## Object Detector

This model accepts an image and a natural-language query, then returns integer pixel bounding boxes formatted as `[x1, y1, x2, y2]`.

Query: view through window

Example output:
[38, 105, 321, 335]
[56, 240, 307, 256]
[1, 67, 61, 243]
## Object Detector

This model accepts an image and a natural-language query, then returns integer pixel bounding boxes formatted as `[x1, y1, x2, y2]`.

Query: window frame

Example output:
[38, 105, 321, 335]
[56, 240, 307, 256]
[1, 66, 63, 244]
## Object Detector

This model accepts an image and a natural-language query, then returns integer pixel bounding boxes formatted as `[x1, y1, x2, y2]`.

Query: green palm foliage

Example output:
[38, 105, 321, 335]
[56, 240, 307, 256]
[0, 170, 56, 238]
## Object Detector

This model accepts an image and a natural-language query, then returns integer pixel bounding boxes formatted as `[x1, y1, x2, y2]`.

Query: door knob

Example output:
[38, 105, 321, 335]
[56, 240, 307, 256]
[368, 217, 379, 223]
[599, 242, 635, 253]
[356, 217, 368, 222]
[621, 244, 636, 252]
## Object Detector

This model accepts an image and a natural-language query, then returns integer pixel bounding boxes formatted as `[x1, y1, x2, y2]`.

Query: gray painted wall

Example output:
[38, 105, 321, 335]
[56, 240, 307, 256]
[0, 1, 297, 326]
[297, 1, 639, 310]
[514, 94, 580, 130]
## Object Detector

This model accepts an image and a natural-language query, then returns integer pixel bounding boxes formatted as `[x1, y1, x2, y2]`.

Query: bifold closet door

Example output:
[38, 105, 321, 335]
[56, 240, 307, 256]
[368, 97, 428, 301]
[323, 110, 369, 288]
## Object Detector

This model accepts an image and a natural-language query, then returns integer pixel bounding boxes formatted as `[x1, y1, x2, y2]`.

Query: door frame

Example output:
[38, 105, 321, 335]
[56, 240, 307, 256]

-- -- --

● **What needs to be done**
Please set down the entire material above exactly as presented.

● **Task response**
## Object Detector

This model accepts an image and a natural-language query, then returns integer pixel bounding boxes formatted as `[x1, y1, x2, y2]`.

Query: view through window

Example output:
[38, 105, 321, 335]
[56, 240, 307, 256]
[1, 67, 61, 243]
## Object Detector

This model accepts an image and a natural-language query, then returns integer pixel bounding boxes formatted as `[x1, y1, x2, y2]`.

Query: window frame

Example output:
[38, 105, 321, 335]
[56, 240, 307, 256]
[1, 66, 63, 244]
## Object Detector

This model accepts an image and a natural-language query, then returns integer pixel bounding boxes formatted as `[x1, y1, x2, y2]`.

Query: green palm foliage

Example output:
[38, 105, 321, 335]
[56, 240, 307, 256]
[0, 170, 56, 238]
## Object Detector

This model accepts an image and a natural-language query, then returns integer pixel bounding boxes formatted as `[x1, y1, x2, y2]`.

Query: door knob

Example output:
[38, 105, 321, 335]
[56, 240, 307, 256]
[368, 217, 379, 223]
[599, 242, 635, 253]
[356, 217, 368, 222]
[621, 244, 636, 252]
## Object Detector

This model accepts an image and a natural-language query, then returns integer pixel bounding boxes formatted as `[x1, y1, x2, y2]`.

Query: gray painted wall

Example output:
[38, 105, 321, 335]
[56, 240, 307, 256]
[0, 1, 297, 326]
[297, 1, 639, 310]
[514, 94, 580, 130]
## Object Detector

This model accepts an image and a natural-language query, then returns integer pixel bounding boxes formatted as `[x1, y1, x2, y2]`.

Query: bifold closet door

Example output:
[38, 105, 321, 335]
[56, 240, 307, 256]
[368, 97, 428, 301]
[323, 110, 369, 288]
## Object Detector

This model accepts an image and a natural-language query, then returns integer pixel bounding boxes formatted as `[x1, y1, x2, y2]`.

Query: door frame

Example output:
[38, 105, 321, 335]
[56, 240, 307, 256]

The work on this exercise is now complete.